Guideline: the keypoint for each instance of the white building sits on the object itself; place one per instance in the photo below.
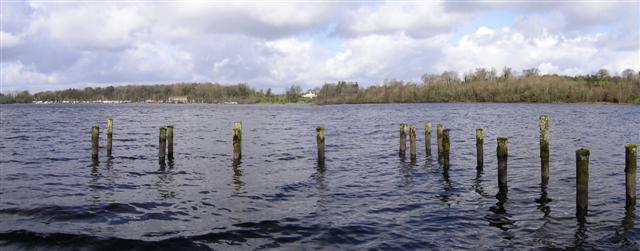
(309, 95)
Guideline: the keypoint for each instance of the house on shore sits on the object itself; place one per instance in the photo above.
(178, 99)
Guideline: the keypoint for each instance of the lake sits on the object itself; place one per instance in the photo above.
(365, 197)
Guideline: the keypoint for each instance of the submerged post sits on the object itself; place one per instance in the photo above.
(162, 144)
(479, 148)
(237, 141)
(582, 182)
(170, 142)
(439, 129)
(320, 143)
(630, 165)
(412, 142)
(95, 134)
(109, 135)
(403, 139)
(445, 147)
(503, 155)
(427, 138)
(544, 149)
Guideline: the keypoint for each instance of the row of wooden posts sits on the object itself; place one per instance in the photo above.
(443, 143)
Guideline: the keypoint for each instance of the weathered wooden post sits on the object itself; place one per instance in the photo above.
(237, 141)
(503, 155)
(544, 149)
(170, 142)
(412, 142)
(427, 138)
(320, 143)
(109, 135)
(162, 144)
(439, 129)
(479, 148)
(582, 182)
(95, 135)
(403, 139)
(630, 165)
(446, 146)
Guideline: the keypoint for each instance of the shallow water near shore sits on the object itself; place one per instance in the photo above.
(365, 197)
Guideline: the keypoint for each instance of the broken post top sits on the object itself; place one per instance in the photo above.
(582, 154)
(109, 125)
(237, 130)
(502, 147)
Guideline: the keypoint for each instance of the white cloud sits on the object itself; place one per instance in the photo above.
(16, 76)
(415, 19)
(8, 40)
(551, 53)
(278, 44)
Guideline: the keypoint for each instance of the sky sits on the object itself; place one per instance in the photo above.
(47, 45)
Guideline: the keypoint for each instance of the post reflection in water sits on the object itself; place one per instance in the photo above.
(478, 183)
(165, 180)
(543, 201)
(237, 174)
(628, 222)
(580, 236)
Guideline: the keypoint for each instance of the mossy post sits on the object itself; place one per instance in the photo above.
(503, 155)
(237, 141)
(170, 142)
(427, 138)
(162, 144)
(320, 143)
(479, 148)
(95, 136)
(109, 136)
(630, 165)
(446, 146)
(439, 129)
(412, 142)
(403, 139)
(582, 182)
(544, 149)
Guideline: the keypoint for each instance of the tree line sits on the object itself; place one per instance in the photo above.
(487, 85)
(480, 85)
(195, 92)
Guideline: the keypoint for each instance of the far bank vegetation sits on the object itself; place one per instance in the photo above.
(481, 85)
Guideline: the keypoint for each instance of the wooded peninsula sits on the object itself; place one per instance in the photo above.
(481, 85)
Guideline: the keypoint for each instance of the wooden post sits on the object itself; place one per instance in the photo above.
(162, 144)
(237, 141)
(503, 155)
(445, 147)
(412, 142)
(170, 142)
(95, 134)
(544, 149)
(630, 165)
(109, 136)
(439, 129)
(582, 182)
(403, 139)
(479, 148)
(427, 138)
(320, 144)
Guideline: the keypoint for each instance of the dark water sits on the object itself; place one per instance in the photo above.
(366, 197)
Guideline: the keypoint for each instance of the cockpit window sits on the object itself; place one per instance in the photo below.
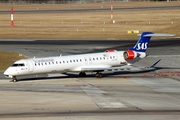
(18, 64)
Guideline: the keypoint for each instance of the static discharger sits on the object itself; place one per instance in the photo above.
(12, 17)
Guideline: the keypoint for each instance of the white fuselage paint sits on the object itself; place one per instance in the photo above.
(73, 63)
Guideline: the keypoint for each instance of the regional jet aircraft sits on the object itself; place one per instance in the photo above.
(95, 62)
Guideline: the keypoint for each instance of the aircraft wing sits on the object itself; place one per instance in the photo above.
(120, 68)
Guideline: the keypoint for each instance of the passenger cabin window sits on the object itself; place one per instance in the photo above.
(18, 64)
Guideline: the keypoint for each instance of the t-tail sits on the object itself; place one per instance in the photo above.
(143, 42)
(139, 50)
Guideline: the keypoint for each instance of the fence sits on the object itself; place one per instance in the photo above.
(68, 1)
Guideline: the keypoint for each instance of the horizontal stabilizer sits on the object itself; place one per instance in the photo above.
(155, 63)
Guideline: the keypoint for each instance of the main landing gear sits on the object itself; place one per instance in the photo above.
(14, 79)
(99, 75)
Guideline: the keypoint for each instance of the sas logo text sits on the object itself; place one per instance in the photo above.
(141, 46)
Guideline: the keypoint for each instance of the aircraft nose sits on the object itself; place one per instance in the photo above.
(7, 72)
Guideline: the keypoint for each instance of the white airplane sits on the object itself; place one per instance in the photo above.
(95, 62)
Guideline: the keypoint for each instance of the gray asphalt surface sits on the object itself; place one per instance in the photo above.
(90, 10)
(126, 95)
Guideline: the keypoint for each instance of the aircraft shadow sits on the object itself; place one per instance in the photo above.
(105, 74)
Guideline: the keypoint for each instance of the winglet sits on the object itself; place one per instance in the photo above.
(156, 35)
(153, 65)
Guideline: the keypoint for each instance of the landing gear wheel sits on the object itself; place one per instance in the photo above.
(99, 75)
(82, 74)
(14, 79)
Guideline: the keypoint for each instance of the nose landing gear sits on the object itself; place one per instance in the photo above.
(14, 79)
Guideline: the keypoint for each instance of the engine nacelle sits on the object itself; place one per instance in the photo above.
(111, 50)
(130, 54)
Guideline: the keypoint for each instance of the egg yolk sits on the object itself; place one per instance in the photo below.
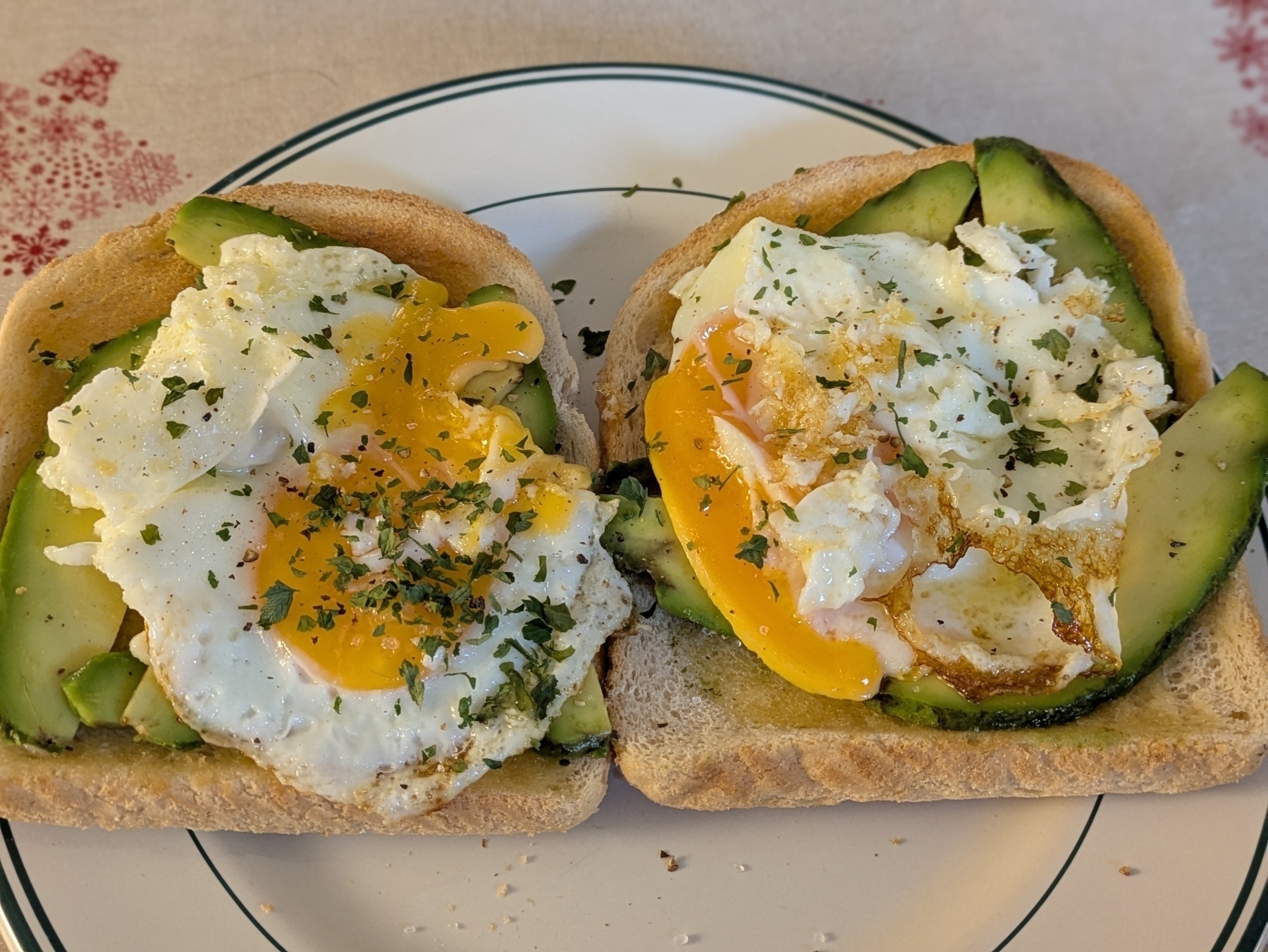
(710, 505)
(411, 447)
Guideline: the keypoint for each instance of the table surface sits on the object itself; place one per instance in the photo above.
(114, 109)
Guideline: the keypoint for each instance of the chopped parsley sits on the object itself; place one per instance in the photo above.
(1055, 342)
(412, 682)
(842, 384)
(593, 342)
(277, 604)
(176, 388)
(653, 364)
(1026, 447)
(753, 550)
(1091, 388)
(1002, 409)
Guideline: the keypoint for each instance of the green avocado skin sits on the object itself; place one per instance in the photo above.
(56, 668)
(533, 401)
(928, 204)
(1191, 512)
(642, 539)
(55, 617)
(101, 690)
(206, 222)
(1020, 188)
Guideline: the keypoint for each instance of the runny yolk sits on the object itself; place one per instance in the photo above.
(409, 447)
(758, 601)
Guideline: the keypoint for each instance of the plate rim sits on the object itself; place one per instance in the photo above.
(16, 927)
(400, 103)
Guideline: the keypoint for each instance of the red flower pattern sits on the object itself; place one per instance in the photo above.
(87, 76)
(13, 106)
(32, 252)
(1245, 44)
(31, 204)
(63, 163)
(88, 204)
(1255, 128)
(144, 176)
(60, 128)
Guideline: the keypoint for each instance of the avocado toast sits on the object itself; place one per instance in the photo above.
(703, 723)
(103, 776)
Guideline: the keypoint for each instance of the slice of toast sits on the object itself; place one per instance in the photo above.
(131, 277)
(700, 723)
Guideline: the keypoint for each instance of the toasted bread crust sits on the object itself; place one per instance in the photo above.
(131, 277)
(703, 724)
(833, 190)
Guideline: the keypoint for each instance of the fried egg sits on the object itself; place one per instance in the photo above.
(884, 460)
(367, 585)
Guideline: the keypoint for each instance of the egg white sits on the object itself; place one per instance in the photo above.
(841, 309)
(195, 583)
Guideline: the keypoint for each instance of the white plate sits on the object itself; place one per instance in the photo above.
(547, 156)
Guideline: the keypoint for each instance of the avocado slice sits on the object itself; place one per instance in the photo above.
(52, 617)
(1021, 188)
(55, 617)
(204, 223)
(530, 397)
(533, 401)
(151, 715)
(492, 387)
(1191, 512)
(582, 723)
(101, 690)
(491, 292)
(928, 204)
(641, 539)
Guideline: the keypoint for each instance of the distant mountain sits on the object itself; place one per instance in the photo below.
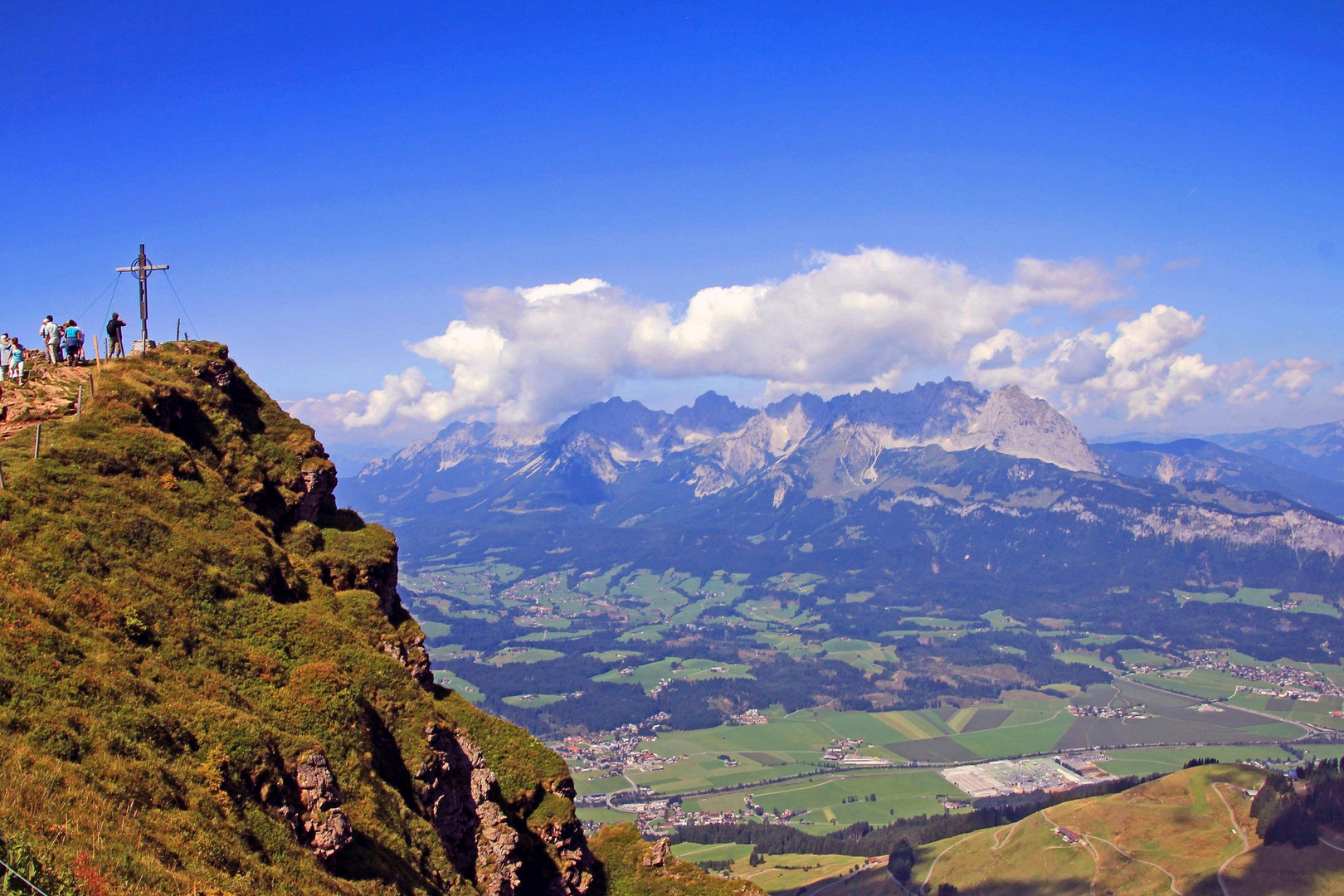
(1317, 450)
(942, 489)
(1198, 461)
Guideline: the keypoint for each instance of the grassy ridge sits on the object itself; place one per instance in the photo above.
(1172, 835)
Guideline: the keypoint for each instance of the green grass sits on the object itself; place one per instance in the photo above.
(523, 655)
(535, 700)
(675, 670)
(459, 684)
(182, 635)
(839, 800)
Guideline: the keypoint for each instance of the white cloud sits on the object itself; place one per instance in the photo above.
(1298, 375)
(1142, 371)
(851, 321)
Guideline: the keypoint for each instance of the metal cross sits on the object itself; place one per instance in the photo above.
(141, 270)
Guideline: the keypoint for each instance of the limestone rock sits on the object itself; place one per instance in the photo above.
(659, 853)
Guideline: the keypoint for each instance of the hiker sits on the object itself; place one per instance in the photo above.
(73, 343)
(17, 367)
(50, 334)
(114, 347)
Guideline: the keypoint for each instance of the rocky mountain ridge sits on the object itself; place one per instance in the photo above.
(723, 442)
(208, 681)
(944, 477)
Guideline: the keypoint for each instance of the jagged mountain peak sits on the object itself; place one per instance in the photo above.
(711, 414)
(723, 445)
(1012, 422)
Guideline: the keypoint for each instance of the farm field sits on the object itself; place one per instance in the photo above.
(1166, 835)
(791, 746)
(843, 798)
(675, 670)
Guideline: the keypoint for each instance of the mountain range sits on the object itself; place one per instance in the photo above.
(942, 486)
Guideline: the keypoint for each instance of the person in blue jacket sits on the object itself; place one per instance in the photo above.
(73, 343)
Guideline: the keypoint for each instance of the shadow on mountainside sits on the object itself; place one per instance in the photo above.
(877, 881)
(1281, 871)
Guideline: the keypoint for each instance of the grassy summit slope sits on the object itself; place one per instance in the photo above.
(207, 683)
(1174, 835)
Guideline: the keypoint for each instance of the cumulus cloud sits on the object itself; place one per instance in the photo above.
(850, 321)
(1298, 375)
(1140, 370)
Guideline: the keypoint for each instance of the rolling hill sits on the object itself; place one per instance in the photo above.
(208, 683)
(1187, 833)
(938, 492)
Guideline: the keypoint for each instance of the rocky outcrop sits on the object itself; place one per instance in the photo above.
(309, 801)
(218, 373)
(324, 826)
(410, 652)
(457, 800)
(659, 853)
(460, 796)
(319, 486)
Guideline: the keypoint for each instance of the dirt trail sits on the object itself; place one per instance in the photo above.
(1237, 829)
(49, 392)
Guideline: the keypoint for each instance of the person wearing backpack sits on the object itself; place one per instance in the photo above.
(17, 367)
(73, 343)
(50, 334)
(114, 347)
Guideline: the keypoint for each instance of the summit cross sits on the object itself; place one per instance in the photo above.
(141, 269)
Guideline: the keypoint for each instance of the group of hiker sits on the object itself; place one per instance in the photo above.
(61, 343)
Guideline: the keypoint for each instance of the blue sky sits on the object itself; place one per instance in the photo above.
(329, 180)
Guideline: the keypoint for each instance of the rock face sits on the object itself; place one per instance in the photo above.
(460, 796)
(659, 853)
(324, 826)
(309, 801)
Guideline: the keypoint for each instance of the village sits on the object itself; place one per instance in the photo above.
(1283, 680)
(1014, 777)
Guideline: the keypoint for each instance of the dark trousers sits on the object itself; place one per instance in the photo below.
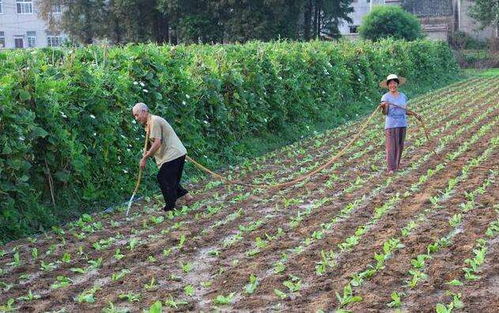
(169, 177)
(394, 146)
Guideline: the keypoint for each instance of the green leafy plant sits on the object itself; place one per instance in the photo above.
(224, 300)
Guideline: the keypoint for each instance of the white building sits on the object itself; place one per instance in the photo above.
(438, 18)
(21, 27)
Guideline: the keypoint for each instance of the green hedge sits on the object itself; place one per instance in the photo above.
(65, 114)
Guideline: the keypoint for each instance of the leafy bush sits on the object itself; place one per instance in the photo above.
(66, 129)
(390, 21)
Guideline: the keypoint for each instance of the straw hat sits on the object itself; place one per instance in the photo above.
(384, 83)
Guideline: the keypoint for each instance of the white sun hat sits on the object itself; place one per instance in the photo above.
(384, 83)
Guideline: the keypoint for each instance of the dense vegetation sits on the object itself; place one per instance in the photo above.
(68, 141)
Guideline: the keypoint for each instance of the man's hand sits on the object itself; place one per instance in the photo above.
(143, 162)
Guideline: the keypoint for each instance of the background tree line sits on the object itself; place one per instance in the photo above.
(197, 21)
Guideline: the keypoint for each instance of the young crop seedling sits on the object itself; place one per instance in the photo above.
(186, 267)
(189, 290)
(293, 284)
(120, 275)
(87, 295)
(117, 255)
(62, 281)
(152, 285)
(280, 294)
(224, 300)
(347, 296)
(172, 303)
(251, 286)
(29, 297)
(396, 300)
(130, 297)
(47, 267)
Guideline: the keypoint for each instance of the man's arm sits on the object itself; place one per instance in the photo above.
(155, 146)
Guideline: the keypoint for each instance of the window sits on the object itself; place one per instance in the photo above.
(53, 40)
(24, 6)
(31, 39)
(2, 40)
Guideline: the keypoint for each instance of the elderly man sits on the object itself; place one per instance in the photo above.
(168, 151)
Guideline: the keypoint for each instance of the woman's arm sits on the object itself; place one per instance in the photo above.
(384, 107)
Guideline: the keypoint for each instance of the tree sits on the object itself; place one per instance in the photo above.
(390, 21)
(487, 13)
(119, 21)
(193, 21)
(323, 17)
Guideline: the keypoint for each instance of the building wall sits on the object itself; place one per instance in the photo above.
(438, 18)
(361, 8)
(467, 24)
(14, 25)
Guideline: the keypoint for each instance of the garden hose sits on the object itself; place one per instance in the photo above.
(320, 168)
(296, 180)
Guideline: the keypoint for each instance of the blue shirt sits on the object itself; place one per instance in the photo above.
(396, 117)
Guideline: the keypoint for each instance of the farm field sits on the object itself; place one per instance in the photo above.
(351, 238)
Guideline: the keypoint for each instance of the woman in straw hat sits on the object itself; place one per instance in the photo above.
(396, 120)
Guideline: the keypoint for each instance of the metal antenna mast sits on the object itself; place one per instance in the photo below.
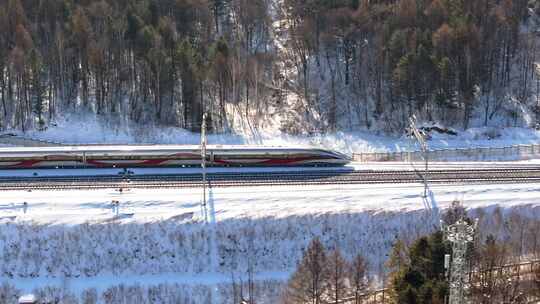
(203, 162)
(460, 235)
(423, 146)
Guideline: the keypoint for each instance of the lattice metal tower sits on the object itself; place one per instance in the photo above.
(460, 235)
(424, 148)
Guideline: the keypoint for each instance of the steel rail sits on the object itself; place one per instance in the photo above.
(338, 177)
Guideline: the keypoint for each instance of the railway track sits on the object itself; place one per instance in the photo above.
(322, 177)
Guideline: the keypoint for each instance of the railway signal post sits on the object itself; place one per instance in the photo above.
(203, 163)
(460, 234)
(423, 147)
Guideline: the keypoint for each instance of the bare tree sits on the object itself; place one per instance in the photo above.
(338, 277)
(308, 283)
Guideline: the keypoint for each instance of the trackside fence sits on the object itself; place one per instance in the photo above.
(517, 152)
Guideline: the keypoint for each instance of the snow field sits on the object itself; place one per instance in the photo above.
(165, 242)
(97, 130)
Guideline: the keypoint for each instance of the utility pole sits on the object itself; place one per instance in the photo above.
(423, 146)
(203, 162)
(460, 235)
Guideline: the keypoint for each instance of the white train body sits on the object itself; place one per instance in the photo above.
(121, 156)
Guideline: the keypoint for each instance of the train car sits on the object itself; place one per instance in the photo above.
(124, 156)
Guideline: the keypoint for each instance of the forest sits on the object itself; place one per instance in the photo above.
(325, 65)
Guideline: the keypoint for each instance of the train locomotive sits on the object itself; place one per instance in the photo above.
(127, 156)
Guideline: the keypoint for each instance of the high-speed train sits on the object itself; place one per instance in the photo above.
(123, 156)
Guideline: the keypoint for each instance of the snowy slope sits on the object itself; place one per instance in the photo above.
(73, 237)
(85, 129)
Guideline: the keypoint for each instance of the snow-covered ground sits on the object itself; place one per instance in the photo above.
(86, 129)
(78, 240)
(75, 239)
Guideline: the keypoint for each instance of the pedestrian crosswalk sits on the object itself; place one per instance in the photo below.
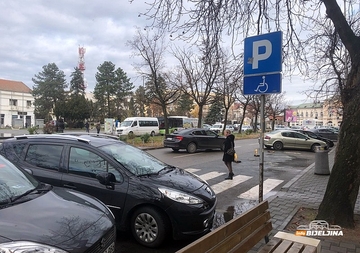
(253, 193)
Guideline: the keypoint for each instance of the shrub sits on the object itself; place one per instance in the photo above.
(248, 131)
(145, 138)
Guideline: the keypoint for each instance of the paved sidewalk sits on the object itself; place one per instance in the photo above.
(306, 190)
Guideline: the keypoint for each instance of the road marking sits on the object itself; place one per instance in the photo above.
(181, 156)
(226, 184)
(211, 175)
(253, 193)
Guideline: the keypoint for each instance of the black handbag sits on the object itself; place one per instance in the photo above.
(230, 151)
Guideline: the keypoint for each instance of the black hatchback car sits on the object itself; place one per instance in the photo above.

### CHALLENGE
Reproduce, word for word, every line starting at the line that contains "Guideline: the keypoint for each instance of the shrub" and ending with the final line of the entries.

### RESPONSE TO THE EXERCISE
Guideline: the keypoint for each instance of the shrub sits on the object itself; place one per instance in the photo above.
(248, 131)
(145, 138)
Guideline: the keypoint for each instance of the paved sidewalk sits on the object itself; place one per instance in the photo above.
(306, 190)
Guideline: the keypoint for each instance of the road marking sits on the object itself; place one per instance in the photo above.
(181, 156)
(226, 184)
(211, 175)
(253, 193)
Guideline: the keypoint for each instance of the black handbag sits on the object itself; place one per instance in the photo above.
(230, 151)
Guideline: the keypoint for each instance of the black hatchback car sits on the object itself; place one per instance in the photo above.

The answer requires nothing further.